▶ [DIRECTION]: Which lines in the records below contain the word "green"? Select each such line and copy it out in full.

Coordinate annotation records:
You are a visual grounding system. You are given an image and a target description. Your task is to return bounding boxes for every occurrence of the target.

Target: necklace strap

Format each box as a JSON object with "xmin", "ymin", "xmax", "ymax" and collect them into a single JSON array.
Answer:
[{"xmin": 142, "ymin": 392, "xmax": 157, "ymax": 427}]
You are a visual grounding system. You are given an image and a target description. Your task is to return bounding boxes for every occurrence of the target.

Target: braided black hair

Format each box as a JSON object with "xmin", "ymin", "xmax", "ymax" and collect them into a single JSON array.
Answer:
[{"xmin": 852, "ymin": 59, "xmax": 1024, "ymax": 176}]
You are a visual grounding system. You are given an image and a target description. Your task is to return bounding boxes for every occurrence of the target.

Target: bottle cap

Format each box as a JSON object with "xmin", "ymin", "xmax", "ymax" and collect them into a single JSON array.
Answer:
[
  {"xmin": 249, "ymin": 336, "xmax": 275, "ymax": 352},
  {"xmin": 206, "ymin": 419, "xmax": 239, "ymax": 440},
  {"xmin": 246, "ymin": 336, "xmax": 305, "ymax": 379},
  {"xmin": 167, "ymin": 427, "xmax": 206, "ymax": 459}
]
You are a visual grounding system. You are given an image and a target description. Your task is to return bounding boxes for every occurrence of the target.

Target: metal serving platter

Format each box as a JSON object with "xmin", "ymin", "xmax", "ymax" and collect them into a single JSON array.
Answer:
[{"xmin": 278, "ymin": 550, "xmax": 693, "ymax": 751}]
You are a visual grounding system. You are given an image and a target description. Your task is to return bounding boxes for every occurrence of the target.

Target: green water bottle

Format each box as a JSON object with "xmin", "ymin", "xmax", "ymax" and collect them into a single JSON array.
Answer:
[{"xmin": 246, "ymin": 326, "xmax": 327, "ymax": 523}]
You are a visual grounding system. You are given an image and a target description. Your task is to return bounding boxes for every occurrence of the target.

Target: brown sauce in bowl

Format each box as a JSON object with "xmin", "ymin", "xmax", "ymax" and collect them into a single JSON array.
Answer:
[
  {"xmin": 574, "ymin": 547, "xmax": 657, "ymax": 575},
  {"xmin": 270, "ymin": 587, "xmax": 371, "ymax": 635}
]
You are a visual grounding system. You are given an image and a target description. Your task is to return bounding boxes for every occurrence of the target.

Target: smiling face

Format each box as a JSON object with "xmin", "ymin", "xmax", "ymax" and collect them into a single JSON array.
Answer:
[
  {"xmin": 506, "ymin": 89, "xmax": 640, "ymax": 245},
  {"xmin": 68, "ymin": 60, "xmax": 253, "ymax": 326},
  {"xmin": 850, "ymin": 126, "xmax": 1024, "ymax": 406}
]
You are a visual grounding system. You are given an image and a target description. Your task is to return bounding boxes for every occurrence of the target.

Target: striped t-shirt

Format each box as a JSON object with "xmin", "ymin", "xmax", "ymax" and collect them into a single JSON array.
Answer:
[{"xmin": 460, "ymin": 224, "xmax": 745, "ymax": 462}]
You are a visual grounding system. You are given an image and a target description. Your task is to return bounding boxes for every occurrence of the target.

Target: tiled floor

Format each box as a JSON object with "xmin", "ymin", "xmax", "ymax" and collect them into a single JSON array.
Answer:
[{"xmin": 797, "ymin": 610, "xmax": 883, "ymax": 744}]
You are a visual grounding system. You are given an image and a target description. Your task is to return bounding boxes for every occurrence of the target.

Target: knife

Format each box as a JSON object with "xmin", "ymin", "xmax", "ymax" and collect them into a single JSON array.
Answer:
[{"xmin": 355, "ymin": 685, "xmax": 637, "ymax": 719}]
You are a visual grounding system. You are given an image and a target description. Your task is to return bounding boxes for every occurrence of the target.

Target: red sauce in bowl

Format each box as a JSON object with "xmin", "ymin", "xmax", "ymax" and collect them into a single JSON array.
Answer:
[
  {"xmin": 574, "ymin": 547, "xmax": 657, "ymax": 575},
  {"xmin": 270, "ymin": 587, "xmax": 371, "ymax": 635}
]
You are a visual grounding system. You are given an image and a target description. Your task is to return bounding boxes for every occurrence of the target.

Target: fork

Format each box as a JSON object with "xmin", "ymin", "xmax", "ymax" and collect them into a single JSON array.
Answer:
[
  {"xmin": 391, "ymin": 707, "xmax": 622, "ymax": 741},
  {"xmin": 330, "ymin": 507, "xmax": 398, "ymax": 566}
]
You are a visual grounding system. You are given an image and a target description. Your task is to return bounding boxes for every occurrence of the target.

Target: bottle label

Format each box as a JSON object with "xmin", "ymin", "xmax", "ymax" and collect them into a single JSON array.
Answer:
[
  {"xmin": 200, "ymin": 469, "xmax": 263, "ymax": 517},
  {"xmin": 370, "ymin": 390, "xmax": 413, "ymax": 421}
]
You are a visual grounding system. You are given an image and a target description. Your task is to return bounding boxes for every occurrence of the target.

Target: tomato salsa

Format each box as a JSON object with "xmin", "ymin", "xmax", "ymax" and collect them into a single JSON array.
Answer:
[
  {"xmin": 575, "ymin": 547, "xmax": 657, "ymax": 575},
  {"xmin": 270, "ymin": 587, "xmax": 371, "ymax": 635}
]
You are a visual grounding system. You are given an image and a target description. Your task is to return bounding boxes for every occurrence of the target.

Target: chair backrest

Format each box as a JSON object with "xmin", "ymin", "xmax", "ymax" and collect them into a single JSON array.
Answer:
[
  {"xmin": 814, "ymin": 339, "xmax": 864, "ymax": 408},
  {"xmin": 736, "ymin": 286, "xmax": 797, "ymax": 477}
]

* * *

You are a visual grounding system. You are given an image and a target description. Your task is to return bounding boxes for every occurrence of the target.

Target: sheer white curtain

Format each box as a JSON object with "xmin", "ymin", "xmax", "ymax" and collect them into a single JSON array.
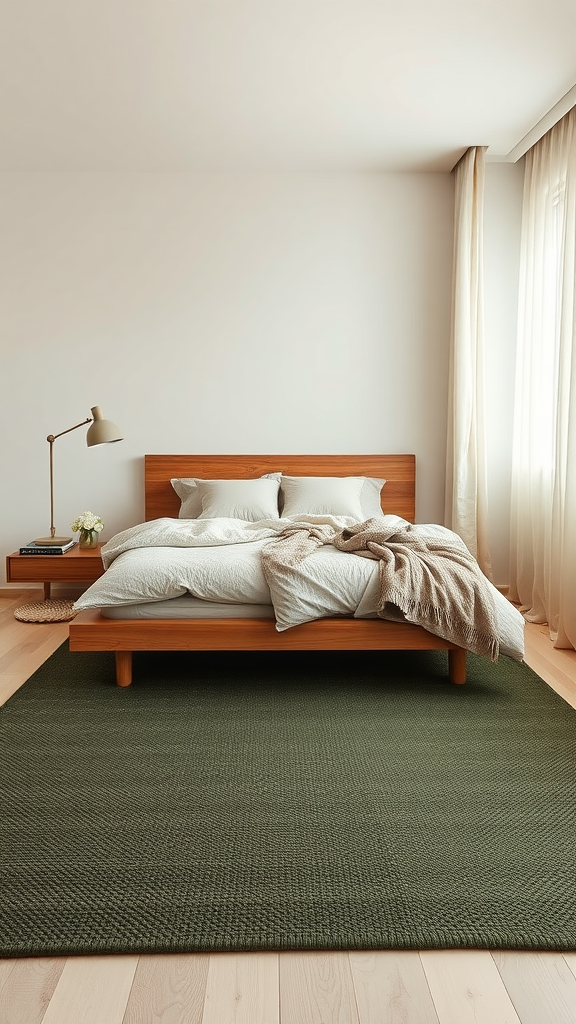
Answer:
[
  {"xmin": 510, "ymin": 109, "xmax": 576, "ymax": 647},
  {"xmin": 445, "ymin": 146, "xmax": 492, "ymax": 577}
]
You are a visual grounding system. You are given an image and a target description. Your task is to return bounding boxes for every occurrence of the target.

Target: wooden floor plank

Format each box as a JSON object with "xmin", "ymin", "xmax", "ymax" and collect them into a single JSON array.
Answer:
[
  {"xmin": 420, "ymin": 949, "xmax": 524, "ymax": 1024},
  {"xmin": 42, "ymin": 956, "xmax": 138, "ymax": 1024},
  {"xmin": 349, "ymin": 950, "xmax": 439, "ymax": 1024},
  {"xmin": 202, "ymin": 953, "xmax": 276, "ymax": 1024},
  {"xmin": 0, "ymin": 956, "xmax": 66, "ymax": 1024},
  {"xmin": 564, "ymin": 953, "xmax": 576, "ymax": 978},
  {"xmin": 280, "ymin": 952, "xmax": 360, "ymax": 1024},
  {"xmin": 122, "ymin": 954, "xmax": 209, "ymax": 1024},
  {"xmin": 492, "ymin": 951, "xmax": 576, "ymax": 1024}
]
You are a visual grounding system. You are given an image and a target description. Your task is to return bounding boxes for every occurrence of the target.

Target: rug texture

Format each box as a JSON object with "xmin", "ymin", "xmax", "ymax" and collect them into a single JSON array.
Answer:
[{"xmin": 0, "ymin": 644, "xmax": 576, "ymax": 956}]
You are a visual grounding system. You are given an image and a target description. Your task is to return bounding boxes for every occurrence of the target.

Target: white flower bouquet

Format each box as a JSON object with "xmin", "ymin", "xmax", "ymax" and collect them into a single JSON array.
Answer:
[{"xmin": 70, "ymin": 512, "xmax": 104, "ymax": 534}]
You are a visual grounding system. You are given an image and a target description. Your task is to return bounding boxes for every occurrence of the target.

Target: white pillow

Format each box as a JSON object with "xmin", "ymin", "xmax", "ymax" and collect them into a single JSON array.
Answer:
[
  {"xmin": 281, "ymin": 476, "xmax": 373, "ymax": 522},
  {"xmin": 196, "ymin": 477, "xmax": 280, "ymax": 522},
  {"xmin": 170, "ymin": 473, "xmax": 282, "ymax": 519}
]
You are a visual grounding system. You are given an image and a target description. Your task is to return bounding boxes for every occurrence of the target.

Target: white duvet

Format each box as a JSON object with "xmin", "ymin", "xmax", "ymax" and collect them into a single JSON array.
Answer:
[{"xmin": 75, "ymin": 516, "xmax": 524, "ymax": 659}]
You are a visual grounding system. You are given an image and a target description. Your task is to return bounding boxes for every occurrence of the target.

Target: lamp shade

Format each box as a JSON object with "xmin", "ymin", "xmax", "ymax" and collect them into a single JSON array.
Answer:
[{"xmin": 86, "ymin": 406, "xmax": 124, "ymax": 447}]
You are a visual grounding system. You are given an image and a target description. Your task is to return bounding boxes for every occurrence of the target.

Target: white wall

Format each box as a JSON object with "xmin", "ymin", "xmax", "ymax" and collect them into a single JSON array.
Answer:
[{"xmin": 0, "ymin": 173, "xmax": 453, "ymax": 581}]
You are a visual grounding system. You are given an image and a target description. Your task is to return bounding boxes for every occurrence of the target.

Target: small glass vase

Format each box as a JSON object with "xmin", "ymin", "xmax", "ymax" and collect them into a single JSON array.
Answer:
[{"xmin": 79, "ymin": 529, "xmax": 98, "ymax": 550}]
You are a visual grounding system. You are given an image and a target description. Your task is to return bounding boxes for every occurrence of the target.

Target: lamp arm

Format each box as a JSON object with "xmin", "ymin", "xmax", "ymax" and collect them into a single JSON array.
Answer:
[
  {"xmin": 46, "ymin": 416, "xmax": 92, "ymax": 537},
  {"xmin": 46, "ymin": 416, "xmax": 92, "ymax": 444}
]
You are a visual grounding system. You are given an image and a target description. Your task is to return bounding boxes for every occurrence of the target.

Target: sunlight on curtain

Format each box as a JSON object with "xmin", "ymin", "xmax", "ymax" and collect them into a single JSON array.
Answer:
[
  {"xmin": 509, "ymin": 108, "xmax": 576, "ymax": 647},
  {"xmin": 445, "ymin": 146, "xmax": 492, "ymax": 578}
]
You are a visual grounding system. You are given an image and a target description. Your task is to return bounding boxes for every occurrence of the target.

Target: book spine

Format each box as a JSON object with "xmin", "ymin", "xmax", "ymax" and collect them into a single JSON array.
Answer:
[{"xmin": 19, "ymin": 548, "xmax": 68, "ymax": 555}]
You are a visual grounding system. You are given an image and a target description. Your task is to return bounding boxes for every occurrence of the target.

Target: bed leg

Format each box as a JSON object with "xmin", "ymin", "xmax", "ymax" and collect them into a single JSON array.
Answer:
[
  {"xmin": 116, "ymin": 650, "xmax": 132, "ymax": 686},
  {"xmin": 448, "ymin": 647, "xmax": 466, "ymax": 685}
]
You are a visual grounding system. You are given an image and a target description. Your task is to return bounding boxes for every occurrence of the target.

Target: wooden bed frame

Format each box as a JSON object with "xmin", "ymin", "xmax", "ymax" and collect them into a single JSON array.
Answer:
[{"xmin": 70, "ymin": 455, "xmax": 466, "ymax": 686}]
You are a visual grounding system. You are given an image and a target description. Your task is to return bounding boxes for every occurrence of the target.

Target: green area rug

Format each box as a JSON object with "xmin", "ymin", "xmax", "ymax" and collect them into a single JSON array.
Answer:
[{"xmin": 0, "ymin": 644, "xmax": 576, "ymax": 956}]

▶ [SOLVED EXERCISE]:
Target: green water bottle
Target: green area rug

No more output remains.